- **SELECTED EXCERPT**:
============================================================
An external asset manager manages financial assets for its clients without taking them into banking custody. Since they are not affiliated with banks, brokers, and financial institutions, they are also called independent asset managers. They use various strategies to invest client funds and advise how best to allocate assets across different asset classes.

Why you may need the service

If you're looking for a comprehensive investment approach, an external asset manager might be right for you. They are not affiliated with a bank and usually choose from a broad range of investment products and solutions. Since they focus on one main service line, they have less of an incentive for cross-selling and thus are well positioned to align with your interests. They are subject to a fiduciary duty and must put their client's interests first. With that, you achieve clarity on provided services and associated costs.

Expertise in different types of investments

An external asset manager can offer various investment options to implement individualized investment management strategies. For example, some managers focus on stocks, bonds, real estate, and commodities. Others focus on alternative investments like hedge funds, private equity, and venture capital. Since they are not tied to a particular financial institution, they can offer unbiased advice and provide their clients access to specific solutions. With their best-in-class approach, you should be provided with the best-performing products in the market.

Managing risk

An external asset manager can assist with investing in assets that meet specific goals while managing risks effectively. They usually don't rely on standard model portfolios and follow a tailored approach when constructing a client portfolio. Since they are incentivized to know their clients well, they develop a deep understanding of their risk ability and tolerance, which positively impacts the suitability and appropriateness assessment. Furthermore, it supports developing and implementing long-term financial plans aligned with your retirement goals.

The importance of diversification

Investment risks are managed by diversification. You don't want to have all your eggs in the same basket. If external asset managers don't place their own products, you'll avoid concentration and credit risks due to holding too many products of the same issuer. It would be best if their regular reports also covered such risks and disclosed any eventual remuneration they may receive from other financial institutions.

Your investment framework

Depending on your requirements, you can work with more than one external asset manager to ideally ensure that niches are covered. With new cloud-based WealthTech solutions, you can also work with several custodian banks and consolidate all the information in one platform. With such aggregated data, you'll create the basis for informed decision-making.
============================================================
- **STATED PROBLEM A**:
Answer these from the passage on external asset managers:
(i) What other name are external asset managers given?
(ii) Which alternative investments does the passage list?
(iii) What lets you work with several custodian banks and bring all the information into one platform?
============================================================
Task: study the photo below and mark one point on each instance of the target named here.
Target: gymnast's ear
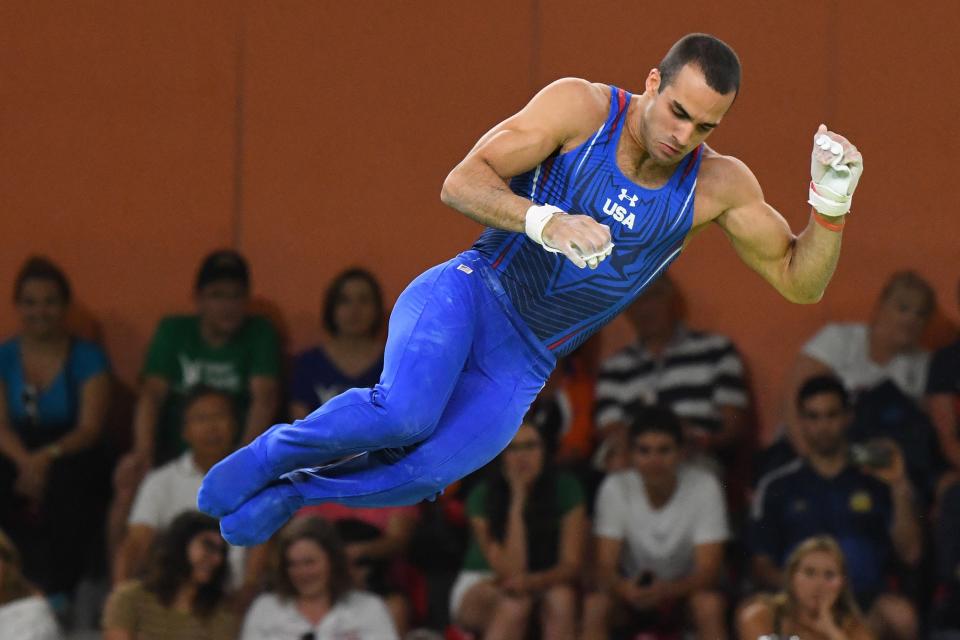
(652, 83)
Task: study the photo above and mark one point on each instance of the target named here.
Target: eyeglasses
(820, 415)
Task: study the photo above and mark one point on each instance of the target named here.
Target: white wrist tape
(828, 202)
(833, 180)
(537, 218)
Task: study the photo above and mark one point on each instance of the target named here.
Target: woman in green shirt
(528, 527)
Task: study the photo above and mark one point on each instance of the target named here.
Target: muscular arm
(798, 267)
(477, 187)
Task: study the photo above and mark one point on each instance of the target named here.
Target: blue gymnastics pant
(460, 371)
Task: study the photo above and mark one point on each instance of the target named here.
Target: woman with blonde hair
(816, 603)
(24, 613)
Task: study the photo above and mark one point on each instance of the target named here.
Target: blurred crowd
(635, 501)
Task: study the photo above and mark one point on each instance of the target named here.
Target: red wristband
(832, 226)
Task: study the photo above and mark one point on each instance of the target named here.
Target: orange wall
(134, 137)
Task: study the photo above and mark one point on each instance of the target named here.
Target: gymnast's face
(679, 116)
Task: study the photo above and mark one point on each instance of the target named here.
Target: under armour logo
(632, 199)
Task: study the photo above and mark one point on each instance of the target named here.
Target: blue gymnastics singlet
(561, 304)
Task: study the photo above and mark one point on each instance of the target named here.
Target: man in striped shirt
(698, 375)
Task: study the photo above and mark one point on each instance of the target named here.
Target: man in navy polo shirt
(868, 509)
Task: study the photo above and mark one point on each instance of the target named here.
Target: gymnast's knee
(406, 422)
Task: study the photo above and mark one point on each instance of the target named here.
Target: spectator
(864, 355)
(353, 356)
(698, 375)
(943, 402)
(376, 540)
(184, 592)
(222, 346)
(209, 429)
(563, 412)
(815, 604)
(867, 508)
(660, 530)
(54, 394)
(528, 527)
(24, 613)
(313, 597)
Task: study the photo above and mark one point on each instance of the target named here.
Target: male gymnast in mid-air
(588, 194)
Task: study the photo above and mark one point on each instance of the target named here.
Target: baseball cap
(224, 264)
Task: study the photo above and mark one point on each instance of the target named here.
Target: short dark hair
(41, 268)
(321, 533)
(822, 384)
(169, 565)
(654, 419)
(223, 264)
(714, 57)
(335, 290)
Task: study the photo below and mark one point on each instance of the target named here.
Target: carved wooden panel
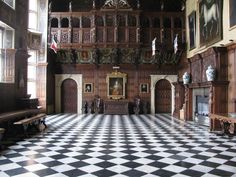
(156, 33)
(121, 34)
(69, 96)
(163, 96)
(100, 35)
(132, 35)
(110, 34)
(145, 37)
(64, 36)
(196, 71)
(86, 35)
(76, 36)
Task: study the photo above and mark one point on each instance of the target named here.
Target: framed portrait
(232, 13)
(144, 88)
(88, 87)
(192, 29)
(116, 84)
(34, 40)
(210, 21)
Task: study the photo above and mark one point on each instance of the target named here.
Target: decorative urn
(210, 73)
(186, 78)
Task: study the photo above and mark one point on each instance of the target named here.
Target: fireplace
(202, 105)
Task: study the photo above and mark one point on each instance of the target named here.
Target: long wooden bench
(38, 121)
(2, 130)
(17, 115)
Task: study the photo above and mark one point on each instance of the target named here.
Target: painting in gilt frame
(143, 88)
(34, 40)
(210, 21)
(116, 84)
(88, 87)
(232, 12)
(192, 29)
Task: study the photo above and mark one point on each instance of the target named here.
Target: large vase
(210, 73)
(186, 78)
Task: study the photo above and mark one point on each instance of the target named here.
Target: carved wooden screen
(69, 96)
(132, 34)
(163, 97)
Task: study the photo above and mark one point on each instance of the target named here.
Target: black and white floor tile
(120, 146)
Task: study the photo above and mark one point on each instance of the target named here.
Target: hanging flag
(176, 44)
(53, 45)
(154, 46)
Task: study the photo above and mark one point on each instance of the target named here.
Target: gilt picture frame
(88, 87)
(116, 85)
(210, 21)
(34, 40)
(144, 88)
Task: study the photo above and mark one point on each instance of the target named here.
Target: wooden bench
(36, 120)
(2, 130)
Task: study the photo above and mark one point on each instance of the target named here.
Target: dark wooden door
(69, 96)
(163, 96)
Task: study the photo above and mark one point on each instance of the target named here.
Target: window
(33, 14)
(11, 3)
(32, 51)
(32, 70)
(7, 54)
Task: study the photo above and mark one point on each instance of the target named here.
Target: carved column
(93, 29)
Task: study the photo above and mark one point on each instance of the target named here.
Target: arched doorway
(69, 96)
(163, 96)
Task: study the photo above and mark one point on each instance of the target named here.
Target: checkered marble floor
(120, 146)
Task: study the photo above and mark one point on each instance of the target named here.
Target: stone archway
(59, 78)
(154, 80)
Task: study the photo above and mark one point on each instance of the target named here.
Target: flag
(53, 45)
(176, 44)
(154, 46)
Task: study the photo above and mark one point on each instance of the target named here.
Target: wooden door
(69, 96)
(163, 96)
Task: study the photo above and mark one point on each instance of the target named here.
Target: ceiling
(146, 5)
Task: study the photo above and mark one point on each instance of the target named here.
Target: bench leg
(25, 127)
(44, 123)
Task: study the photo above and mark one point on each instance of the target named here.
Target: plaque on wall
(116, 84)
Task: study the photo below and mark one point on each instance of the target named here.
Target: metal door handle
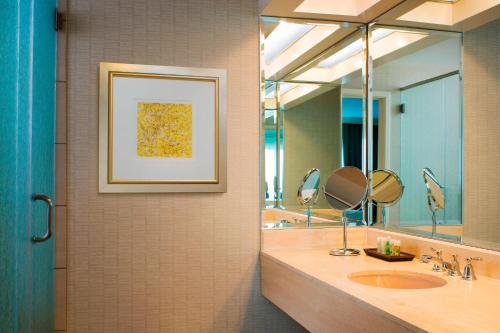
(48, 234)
============================================================
- **STATED PROBLEM B**: Count the lines of the records that contain the word "carved". Reply with the number only.

- **FULL SOLUTION A**:
(i) Independent asset managers
(ii) Hedge funds, private equity, and venture capital
(iii) New cloud-based WealthTech solutions

- **FULL SOLUTION B**: 3